# Tasks and exercises
A – Please retype, without changes, the part of the records that opens with the line containing "Category: the natural daylight window light" and closes with the line containing "pixel 796 462", including both of those lines.
B – Carry on the diary entry about being tired, picking up after its final sentence.

# Supplied text
+++

Tired. in Since OD is shutting down....

  • Jan. 22, 2015, 3:48 p.m.
  • |
  • Public

I am so fucking glad it’s almost the weekend. I went to my training thing for the care giver job (I’m still not sure if I will take it or not) and it only last until 1pm yesterday instead of 5 so I’m pissed that I didn’t make as much money as I originally planned and then I only made $50 last night at work and got cut about 10pm. I was happy because it made it easier to get to bed at a decent hour and I was starving but money wise, I didn’t make shit. It’s super annoying when I finally get a chunk of bills paid and then money doesn’t come in like it should so it sucks my bank account down to nothing. It’s so frustrating. At the end of the day, it’s pretty much impossible to get ahead!

My class today was good but then I was supposed to go to lunch with Heather but she is in the process of moving and her house isn’t ready yet so we are supposed to hang out later but I am so fucking tired and have to get up early tomorrow for my class and work that I will probably try and hang out with her another time. I got my homework done for tomorrow, made lasagna and now I plan to just relax and maybe even lay down before I got to work tonight. I just feel so drained and I think it’s because I quit taking my diet drink stuff (I ran out and refuse to pay $40 for more when I will be getting my diet pill soon and I can’t take them together) so I’m just super tired and ready for a break.

+++

# Exercise inputs
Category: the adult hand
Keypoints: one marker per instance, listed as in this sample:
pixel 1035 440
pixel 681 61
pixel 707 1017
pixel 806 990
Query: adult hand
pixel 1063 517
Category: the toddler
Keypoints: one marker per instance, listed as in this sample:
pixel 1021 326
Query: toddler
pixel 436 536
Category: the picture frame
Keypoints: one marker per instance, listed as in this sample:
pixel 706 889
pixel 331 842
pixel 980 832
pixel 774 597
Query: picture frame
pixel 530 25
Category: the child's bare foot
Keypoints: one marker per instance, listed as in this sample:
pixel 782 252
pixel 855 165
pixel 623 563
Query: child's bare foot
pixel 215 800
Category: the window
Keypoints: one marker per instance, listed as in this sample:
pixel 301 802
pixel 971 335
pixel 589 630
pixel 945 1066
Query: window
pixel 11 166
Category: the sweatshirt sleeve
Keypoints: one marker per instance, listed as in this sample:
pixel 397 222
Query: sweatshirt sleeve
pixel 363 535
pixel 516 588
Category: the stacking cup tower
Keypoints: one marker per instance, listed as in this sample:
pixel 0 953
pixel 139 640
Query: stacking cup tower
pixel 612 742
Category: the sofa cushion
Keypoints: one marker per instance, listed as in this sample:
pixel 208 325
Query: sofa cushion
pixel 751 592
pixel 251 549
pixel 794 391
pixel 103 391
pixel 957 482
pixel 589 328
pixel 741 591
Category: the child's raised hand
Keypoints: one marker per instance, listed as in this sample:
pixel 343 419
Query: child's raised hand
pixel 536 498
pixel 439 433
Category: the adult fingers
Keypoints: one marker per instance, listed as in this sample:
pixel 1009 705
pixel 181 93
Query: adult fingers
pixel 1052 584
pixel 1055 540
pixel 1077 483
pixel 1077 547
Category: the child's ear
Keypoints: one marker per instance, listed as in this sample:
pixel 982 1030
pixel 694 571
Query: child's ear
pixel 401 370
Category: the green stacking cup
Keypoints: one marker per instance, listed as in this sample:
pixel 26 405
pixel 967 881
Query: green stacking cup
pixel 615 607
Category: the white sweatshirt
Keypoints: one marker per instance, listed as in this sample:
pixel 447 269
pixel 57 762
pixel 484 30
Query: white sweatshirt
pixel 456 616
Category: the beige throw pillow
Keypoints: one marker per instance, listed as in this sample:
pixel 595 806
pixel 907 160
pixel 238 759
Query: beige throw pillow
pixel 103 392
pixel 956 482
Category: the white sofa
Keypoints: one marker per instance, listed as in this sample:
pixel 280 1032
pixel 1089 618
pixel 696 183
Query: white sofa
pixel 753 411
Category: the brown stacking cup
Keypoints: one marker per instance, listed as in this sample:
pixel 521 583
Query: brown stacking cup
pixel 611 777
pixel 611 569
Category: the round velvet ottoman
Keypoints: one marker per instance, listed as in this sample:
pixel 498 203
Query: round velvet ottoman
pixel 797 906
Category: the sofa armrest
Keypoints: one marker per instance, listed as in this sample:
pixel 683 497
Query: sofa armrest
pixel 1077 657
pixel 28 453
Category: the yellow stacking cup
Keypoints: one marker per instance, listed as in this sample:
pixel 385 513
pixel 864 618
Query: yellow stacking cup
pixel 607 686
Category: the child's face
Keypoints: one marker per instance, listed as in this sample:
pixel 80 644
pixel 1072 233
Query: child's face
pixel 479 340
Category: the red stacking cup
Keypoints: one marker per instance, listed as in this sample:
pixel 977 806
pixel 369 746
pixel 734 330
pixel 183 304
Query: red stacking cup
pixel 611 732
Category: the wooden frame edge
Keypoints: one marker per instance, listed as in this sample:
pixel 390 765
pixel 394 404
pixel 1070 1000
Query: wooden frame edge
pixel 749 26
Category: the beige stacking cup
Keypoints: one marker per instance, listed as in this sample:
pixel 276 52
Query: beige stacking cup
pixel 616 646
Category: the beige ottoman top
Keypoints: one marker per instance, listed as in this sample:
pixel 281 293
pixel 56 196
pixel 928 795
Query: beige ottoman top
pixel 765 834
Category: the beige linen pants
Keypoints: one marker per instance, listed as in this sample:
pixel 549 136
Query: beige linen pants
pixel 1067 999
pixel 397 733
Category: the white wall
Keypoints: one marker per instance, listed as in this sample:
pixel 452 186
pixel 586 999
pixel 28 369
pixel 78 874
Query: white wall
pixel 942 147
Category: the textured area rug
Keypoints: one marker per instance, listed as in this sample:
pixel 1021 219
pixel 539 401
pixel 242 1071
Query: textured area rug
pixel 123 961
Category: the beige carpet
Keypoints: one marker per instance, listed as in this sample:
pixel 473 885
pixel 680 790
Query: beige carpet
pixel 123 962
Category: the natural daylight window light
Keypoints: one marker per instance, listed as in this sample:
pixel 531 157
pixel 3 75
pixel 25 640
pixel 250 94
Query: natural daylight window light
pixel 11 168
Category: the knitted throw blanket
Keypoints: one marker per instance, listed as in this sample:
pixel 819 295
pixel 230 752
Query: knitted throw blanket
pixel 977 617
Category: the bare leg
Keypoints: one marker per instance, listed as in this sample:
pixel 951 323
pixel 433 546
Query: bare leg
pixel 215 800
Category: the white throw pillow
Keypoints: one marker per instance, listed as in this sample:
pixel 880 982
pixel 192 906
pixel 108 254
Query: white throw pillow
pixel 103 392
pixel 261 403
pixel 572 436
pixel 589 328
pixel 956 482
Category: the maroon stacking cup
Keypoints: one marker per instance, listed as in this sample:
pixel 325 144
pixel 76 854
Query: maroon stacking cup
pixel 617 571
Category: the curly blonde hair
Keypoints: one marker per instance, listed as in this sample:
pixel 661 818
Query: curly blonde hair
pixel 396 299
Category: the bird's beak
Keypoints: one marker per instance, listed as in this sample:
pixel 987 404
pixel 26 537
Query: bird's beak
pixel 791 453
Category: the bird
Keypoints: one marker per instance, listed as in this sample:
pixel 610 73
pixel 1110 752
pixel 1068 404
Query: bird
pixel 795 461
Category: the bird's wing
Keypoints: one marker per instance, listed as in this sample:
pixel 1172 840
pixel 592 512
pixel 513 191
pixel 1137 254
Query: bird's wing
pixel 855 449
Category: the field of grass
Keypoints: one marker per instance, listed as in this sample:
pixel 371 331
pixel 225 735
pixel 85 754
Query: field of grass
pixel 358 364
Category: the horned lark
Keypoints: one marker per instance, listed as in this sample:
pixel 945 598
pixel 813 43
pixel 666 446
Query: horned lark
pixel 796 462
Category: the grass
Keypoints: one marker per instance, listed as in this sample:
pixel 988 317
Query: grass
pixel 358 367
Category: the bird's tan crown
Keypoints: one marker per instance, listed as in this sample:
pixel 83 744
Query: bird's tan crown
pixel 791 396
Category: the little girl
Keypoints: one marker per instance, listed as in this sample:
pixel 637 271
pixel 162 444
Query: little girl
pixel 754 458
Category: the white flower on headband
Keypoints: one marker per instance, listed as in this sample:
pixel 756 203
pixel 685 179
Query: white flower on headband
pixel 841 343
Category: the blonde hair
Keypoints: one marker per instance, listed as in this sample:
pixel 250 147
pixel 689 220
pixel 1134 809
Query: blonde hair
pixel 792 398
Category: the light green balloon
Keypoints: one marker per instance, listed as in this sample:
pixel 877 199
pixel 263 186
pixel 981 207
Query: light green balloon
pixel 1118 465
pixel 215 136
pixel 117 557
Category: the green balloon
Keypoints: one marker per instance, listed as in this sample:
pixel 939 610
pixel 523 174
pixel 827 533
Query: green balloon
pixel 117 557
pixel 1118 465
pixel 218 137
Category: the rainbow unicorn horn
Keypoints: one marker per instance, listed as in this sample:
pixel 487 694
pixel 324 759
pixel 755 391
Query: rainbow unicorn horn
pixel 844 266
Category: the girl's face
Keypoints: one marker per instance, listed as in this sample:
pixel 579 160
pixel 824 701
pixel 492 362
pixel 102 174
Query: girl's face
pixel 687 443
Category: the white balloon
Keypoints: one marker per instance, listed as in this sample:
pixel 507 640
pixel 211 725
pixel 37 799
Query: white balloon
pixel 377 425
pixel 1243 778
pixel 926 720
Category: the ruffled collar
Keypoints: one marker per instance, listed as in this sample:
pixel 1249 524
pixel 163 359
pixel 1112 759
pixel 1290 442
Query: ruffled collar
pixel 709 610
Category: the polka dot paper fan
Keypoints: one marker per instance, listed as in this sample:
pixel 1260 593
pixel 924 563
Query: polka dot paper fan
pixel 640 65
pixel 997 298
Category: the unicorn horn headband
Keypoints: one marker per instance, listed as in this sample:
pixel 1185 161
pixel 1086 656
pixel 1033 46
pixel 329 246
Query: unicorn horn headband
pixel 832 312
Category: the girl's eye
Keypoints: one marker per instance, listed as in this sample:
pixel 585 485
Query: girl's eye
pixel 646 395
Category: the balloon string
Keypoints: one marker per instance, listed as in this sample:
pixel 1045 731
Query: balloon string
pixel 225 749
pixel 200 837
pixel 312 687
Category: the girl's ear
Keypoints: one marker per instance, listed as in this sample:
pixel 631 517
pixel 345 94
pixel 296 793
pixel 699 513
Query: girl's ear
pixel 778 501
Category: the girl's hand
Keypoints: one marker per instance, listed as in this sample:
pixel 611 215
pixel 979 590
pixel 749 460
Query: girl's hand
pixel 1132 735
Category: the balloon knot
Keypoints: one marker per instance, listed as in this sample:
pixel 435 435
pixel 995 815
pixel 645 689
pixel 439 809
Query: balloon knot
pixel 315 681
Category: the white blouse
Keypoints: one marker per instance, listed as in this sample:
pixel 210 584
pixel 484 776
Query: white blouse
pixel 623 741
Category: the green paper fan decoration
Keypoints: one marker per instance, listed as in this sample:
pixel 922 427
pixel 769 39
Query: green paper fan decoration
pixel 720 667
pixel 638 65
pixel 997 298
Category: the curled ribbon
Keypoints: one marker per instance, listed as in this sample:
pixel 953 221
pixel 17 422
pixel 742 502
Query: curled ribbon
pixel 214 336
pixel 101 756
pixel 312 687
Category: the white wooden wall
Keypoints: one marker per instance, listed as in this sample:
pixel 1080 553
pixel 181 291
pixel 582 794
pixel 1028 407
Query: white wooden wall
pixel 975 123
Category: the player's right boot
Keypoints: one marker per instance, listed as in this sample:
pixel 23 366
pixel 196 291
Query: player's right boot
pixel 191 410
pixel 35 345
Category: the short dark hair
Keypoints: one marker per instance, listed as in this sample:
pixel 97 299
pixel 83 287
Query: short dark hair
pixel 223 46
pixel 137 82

+++

# Exercise results
A –
Category: the natural daylight window light
Keypoints: one marker per instance, listed as in this sample:
pixel 531 157
pixel 3 75
pixel 25 640
pixel 250 94
Query: natural daylight window light
pixel 11 168
Category: the knitted throw blanket
Keypoints: one marker per instance, listed as in this sample:
pixel 819 295
pixel 230 752
Query: knitted throw blanket
pixel 977 617
Category: the bare leg
Keypoints: one marker per instance, listed as in this sample:
pixel 951 323
pixel 433 546
Query: bare leg
pixel 215 800
Category: the white throw pillow
Keypoints: one marker per instance, listed as in this sample:
pixel 880 982
pixel 192 906
pixel 108 254
Query: white throw pillow
pixel 103 392
pixel 261 403
pixel 572 436
pixel 589 328
pixel 956 482
Category: the maroon stacking cup
Keypoints: one marker per instance, listed as in this sample:
pixel 325 144
pixel 76 854
Query: maroon stacking cup
pixel 617 571
Category: the curly blonde hair
Keypoints: one marker per instance, listed as in this sample:
pixel 661 818
Query: curly blonde hair
pixel 396 299
Category: the bird's beak
Keypoints: one marker per instance, listed as in this sample:
pixel 987 404
pixel 26 537
Query: bird's beak
pixel 791 453
Category: the bird
Keypoints: one marker per instance, listed as in this sample:
pixel 610 73
pixel 1110 752
pixel 1068 404
Query: bird
pixel 795 461
Category: the bird's wing
Keypoints: one marker per instance, listed as in this sample:
pixel 1172 840
pixel 592 512
pixel 513 191
pixel 1137 254
Query: bird's wing
pixel 855 449
Category: the field of grass
Keypoints: one marker per instance, listed as in this sample:
pixel 371 331
pixel 225 735
pixel 85 754
Query: field of grass
pixel 358 364
Category: the horned lark
Keypoints: one marker per instance, listed as in this sample:
pixel 945 598
pixel 813 43
pixel 666 446
Query: horned lark
pixel 796 462

B –
I really hope to make some decent money today and tomorrow as I’d like some money for the weekend and I kind want to get my nails done. I really like getting french tips so I may get that done depending on how much money I make. I also paid like $56 today on my car so car payment is good and I even got asked when I was going to trade it in. Um, not for awhile. I just want to know what it’s like to not have a fucking car payment, even for a few months. I am so fucking sick of paying that I could fucking scream! I am so glad that I’m almost done though. A lot of good has come out of the whole car fiasco and for that, I am truly grateful.

So I’ve ordered a really pretty shirt off Amazon.com, it was like $40 (which is a lot of money) but I just had to have it and it should be here on Saturday. I would really like to get dressed up and go do something sometime this weekend but it probably won’t happen because I won’t make enough to get my nails done, won’t get my shirt in time or I won’t have anyone to hang out with. Ugh, the struggle.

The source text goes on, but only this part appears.